In the tennis racket patent text, what material are molded pallets normally formed of?

→ Extracted text
■ ■ ■ ■

|Publication number||US5158287 A|
|Application number||US 07/676,771|
|Publication date||Oct 27, 1992|
|Filing date||Mar 27, 1991|
|Priority date||Mar 27, 1991|
|Publication number||07676771, 676771, US 5158287 A, US 5158287A, US-A-5158287, US5158287 A, US5158287A|
|Original Assignee||Lisco, Inc.|
|Export Citation||BiBTeX, EndNote, RefMan|
|Patent Citations (10), Referenced by (8), Classifications (8), Legal Events (11)|
|External Links: USPTO, USPTO Assignment, Espacenet|
1. Field of the Invention
This invention relates to tennis rackets with improved handles and, more particularly, to improved tennis racket handles of a six-sided cross-sectional configuration with the major faces parallel with the strings and with a soft pallet between a soft external grip and an rigid internal core.
2. Description of the Background Art
Tennis involves players on opposite sides of a net who employ rackets to strike a resilient ball back and forth over the net. The racket has a first end, the head end, with strings which contact the ball. The tennis racket also has an opposite end, the handle end, which is grasped by the player. The handle is designed for player comfort and is provided with flat faces and edges along its length so that the player may index the string end of the racket and know it rotational orientation without having to observe the position of the strings with respect to the handle.
Handles are conventionally fabricated of a rigid frame which extends forwardly in a loop configuration at the head to support the strings. A supplemental member, the pallet, is provided at the handle end of the frame with a leather or leather like grip material spiral wound around the pallet. Earlier racket employed wood frames with wood pallets which were routed to size and shape. Subsequently, molded pallets provided an advantageous method of easily providing several grip sizes for a common sized frame, especially when metal tube frames and, later, when composite tube frames were developed. Molded pallets are normally formed of a cellular polymeric material which is formed over the handle end of the racket frame. The pallet may also be separately formed and slid in place over the frame ends.

■ ■ ■ ■

→ Information supplied
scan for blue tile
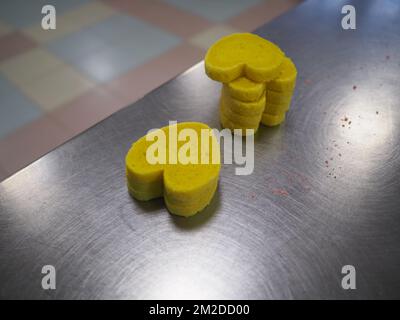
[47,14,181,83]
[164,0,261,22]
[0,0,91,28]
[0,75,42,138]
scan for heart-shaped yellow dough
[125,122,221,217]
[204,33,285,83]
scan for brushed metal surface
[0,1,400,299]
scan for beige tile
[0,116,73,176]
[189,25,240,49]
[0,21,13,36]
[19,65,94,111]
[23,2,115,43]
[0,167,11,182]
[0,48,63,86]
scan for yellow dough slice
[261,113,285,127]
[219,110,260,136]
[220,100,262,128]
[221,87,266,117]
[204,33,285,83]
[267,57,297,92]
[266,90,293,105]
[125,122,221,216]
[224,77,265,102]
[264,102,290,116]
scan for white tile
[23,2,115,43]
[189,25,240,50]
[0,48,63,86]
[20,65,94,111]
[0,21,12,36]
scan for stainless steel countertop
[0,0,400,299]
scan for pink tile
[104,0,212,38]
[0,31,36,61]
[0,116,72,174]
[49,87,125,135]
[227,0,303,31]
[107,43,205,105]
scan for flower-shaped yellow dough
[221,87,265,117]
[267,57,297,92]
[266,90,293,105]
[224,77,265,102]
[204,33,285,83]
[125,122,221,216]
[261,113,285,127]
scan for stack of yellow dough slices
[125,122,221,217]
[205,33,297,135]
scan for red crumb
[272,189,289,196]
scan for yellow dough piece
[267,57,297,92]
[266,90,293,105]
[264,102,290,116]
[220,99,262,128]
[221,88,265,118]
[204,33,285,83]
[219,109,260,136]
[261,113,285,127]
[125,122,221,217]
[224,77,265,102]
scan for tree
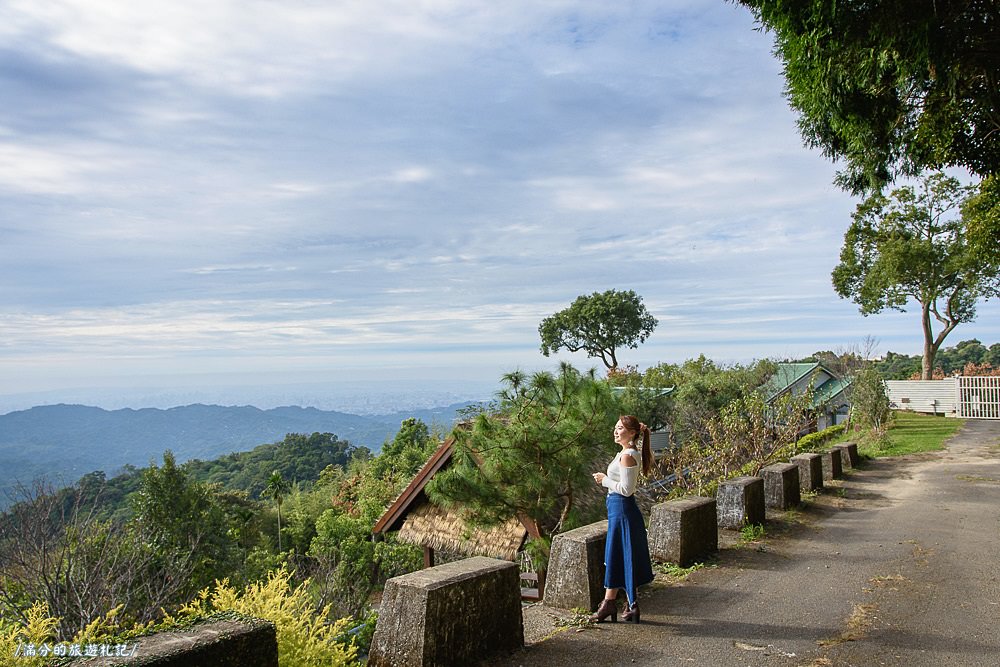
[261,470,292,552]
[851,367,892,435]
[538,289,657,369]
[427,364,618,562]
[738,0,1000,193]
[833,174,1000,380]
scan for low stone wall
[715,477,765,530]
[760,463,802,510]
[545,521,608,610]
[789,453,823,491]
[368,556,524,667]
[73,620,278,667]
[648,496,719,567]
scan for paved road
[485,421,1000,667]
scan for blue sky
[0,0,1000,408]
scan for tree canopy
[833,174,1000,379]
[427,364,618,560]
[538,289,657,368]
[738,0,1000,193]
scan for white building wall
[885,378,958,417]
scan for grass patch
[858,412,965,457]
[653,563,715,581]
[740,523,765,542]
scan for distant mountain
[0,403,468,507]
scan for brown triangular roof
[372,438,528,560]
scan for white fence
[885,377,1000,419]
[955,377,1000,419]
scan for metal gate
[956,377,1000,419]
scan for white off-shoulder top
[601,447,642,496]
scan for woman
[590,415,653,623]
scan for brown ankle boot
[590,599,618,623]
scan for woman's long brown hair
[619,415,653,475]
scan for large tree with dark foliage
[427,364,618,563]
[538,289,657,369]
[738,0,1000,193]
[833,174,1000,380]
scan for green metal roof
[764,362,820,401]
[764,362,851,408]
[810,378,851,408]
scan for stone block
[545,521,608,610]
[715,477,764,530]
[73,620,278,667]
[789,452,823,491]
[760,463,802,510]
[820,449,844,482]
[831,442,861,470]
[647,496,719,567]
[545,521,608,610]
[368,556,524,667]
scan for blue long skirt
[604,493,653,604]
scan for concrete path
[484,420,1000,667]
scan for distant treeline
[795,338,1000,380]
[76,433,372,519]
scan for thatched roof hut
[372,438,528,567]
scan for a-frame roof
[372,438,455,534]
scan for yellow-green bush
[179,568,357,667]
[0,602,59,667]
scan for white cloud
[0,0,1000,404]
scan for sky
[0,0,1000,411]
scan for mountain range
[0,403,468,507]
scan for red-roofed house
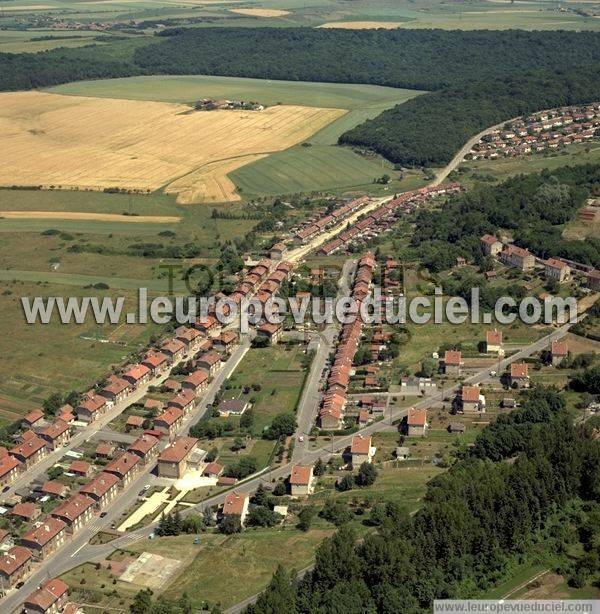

■ ■ ■ ■

→ Exercise result
A cellular polymeric material.